**Description of the task:** Could you rewrite the entries starting at the line containing "face and put a dot on each instance?" and ending at the line containing "opening and put a dot on each instance?", substituting "locate" for "pick out" and leaving everything else unchanged? Return only those lines.

**Records for the task:**

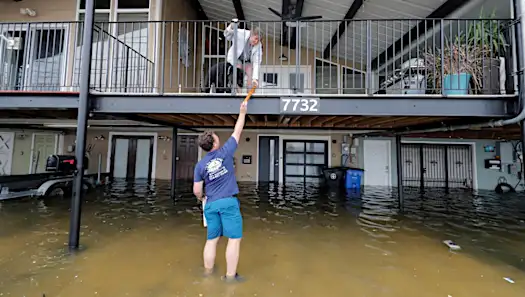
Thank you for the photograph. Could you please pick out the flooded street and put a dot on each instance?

...

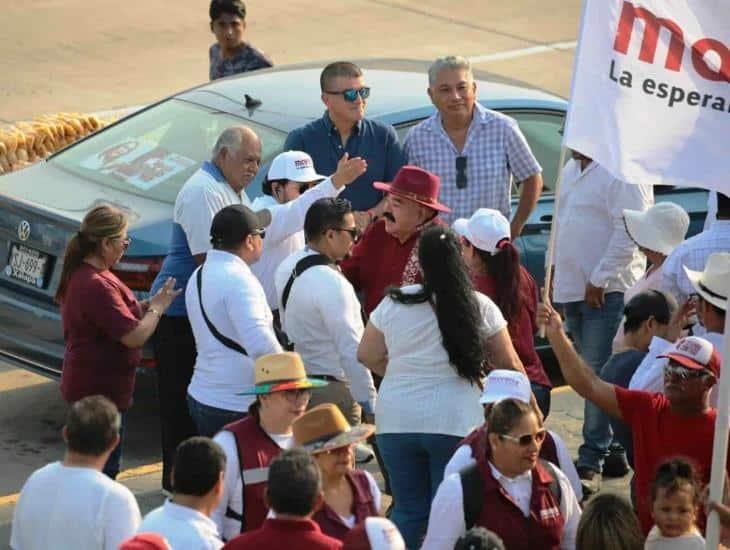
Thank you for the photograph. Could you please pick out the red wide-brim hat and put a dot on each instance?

...

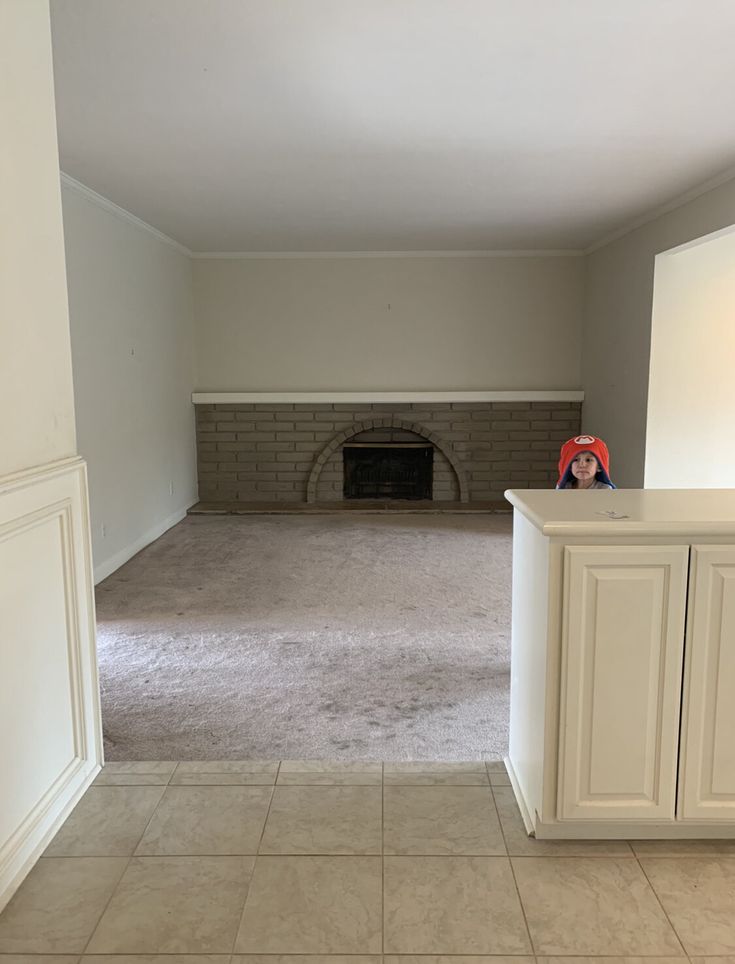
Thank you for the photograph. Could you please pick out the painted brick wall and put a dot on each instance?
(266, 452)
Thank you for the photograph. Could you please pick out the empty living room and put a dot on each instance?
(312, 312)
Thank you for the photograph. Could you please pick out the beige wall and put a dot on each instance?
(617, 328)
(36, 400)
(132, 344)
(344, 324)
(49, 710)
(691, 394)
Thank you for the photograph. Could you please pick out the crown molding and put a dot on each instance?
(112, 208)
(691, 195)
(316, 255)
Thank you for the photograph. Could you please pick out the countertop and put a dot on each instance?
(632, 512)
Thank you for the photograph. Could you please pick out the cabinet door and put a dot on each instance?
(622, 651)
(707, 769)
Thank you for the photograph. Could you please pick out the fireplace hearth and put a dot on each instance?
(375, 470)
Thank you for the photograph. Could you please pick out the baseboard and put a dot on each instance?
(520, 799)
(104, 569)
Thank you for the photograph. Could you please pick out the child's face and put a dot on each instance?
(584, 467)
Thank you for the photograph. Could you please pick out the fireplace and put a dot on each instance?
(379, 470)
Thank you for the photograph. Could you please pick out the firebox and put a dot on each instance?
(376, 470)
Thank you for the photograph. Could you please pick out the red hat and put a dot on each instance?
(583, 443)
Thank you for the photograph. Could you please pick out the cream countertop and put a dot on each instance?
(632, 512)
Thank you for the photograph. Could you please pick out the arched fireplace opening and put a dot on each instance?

**Solution for this task:**
Thank you for the photograph. Could you please locate the child's face and put a dot on each instance?
(584, 467)
Thank you for the photograph. Could you please locate the fireplace and put a dot on each instance?
(379, 470)
Thank you for the photograph. Could you please locate the firebox and put a dot on each instance?
(376, 470)
Thank you for the photograph. Could you please locate the red hat and put a dot on each instance?
(583, 443)
Thank you for the photograph. Could you please locate the cream countertop and put a dot on each instance?
(632, 512)
Thank you for the photograph. Could you please locate the arched fireplace opening and put a dot on each instance?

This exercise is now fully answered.